Raising Compassionate Kids Who Are a Force For Good
by Kathy Slattengren, M. Ed., Priceless Parenting (sign up for monthly parenting newsletter and receive 20+ printable charts for kids and parents)
How can you encourage kids to act with more compassion? Before your children can act compassionately, they need to be able to
feel empathy for others.
Without empathy there is no compassion. Children must first notice that someone is suffering before they can act in a helpful way.
Dr. Theresa Wiseman identified four attributes of empathy:
- to be able to see the world as others see it
- without judgment
- recognize their emotions
- communicate your understanding of what they are feeling
When your children feel empathy, they can imagine what it must be like for that other person. Children often want to do something to help. Compassion requires acting on empathic feelings and doing something to lessen the other person’s suffering.
Feeling empathy without taking action to help can lead to feelings of distress. In Daniel Goleman’s book,
A Force For Good: The Dalai Lama’s Vision for Our World, he explains, “When we simply empathize, tuning in to someone else’s suffering – for example, seeing vivid photos of burn victims and other people in grave distress – the brain fires the circuitry for feeling pain and anguish. Such empathic resonance can flood us with emotional upset – ‘empathy distress’, as science calls it. Professionals like nursing are too often plagued by such chronic anxiety, which can build to emotional exhaustion, a precursor to burnout.”

**Listed records:**
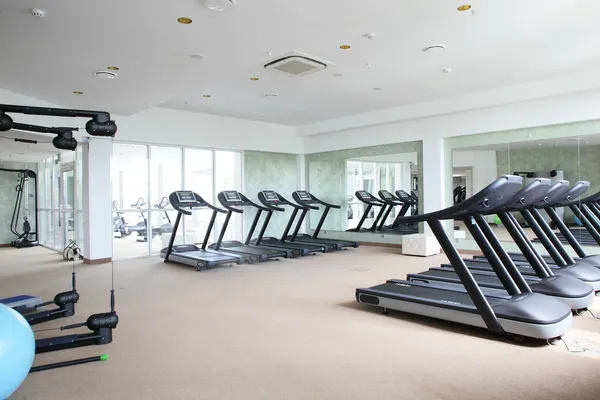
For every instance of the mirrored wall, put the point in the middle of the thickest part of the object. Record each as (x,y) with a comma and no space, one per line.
(373,187)
(143,177)
(568,153)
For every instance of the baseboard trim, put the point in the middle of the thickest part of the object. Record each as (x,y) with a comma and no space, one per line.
(376,244)
(97,261)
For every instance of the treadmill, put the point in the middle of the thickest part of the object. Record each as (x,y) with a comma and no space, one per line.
(230,199)
(310,202)
(531,262)
(573,292)
(185,201)
(273,201)
(515,313)
(371,201)
(393,201)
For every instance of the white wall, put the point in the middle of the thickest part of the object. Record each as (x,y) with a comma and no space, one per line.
(482,163)
(183,128)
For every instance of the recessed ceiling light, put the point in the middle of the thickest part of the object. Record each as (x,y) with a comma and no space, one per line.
(434,48)
(105,74)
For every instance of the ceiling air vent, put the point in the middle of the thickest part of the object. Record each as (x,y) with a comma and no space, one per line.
(296,64)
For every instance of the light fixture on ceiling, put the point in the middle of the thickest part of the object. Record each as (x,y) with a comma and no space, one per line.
(218,5)
(36,12)
(105,75)
(434,48)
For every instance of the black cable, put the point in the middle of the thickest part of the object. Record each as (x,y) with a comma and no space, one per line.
(583,350)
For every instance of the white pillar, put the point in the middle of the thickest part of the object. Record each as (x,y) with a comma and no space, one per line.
(97,200)
(434,176)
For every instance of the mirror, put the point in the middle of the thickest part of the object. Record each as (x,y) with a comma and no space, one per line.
(373,187)
(571,158)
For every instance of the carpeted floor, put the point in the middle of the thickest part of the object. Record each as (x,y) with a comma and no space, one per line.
(284,330)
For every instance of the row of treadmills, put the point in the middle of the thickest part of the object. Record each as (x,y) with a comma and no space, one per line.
(259,249)
(519,295)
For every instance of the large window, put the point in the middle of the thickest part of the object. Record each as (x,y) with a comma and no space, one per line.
(143,177)
(60,200)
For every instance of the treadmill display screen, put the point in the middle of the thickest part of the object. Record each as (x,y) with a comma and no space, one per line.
(232,196)
(303,195)
(186,196)
(270,195)
(364,195)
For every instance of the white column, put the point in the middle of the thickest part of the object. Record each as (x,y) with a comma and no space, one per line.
(434,177)
(97,200)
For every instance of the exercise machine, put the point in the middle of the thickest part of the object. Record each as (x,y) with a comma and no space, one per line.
(393,201)
(573,292)
(516,314)
(529,261)
(371,202)
(231,199)
(310,202)
(274,201)
(185,202)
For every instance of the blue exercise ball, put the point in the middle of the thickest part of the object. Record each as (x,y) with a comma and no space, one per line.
(17,350)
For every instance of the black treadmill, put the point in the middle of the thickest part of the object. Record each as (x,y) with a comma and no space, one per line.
(371,201)
(273,201)
(518,312)
(529,261)
(310,202)
(185,201)
(573,292)
(230,199)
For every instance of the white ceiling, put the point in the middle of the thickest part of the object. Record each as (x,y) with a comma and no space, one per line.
(570,142)
(24,152)
(500,43)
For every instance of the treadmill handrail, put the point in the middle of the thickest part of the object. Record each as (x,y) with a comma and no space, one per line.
(247,203)
(571,195)
(479,203)
(374,201)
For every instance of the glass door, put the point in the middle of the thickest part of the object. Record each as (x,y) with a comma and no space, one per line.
(67,208)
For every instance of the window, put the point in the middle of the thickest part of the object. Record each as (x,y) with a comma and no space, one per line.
(143,177)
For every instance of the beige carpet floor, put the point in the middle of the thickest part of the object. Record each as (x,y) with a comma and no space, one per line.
(285,330)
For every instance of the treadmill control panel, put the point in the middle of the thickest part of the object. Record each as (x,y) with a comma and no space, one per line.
(185,196)
(270,196)
(386,195)
(303,195)
(232,196)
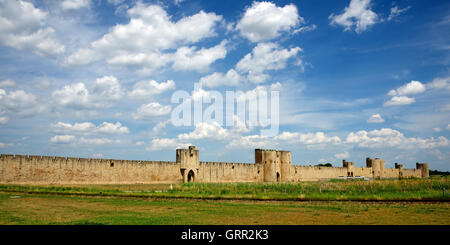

**What to produce:** Could you copy the entire compassion passage word for word? Rely only on the compassion passage, not the data.

**Exercise result:**
Raising Compassionate Kids Who Are a Force For Good
by Kathy Slattengren, M. Ed., Priceless Parenting (sign up for monthly parenting newsletter and receive 20+ printable charts for kids and parents)
How can you encourage kids to act with more compassion? Before your children can act compassionately, they need to be able to
feel empathy for others.
Without empathy there is no compassion. Children must first notice that someone is suffering before they can act in a helpful way.
Dr. Theresa Wiseman identified four attributes of empathy:
- to be able to see the world as others see it
- without judgment
- recognize their emotions
- communicate your understanding of what they are feeling
When your children feel empathy, they can imagine what it must be like for that other person. Children often want to do something to help. Compassion requires acting on empathic feelings and doing something to lessen the other person’s suffering.
Feeling empathy without taking action to help can lead to feelings of distress. In Daniel Goleman’s book,
A Force For Good: The Dalai Lama’s Vision for Our World, he explains, “When we simply empathize, tuning in to someone else’s suffering – for example, seeing vivid photos of burn victims and other people in grave distress – the brain fires the circuitry for feeling pain and anguish. Such empathic resonance can flood us with emotional upset – ‘empathy distress’, as science calls it. Professionals like nursing are too often plagued by such chronic anxiety, which can build to emotional exhaustion, a precursor to burnout.”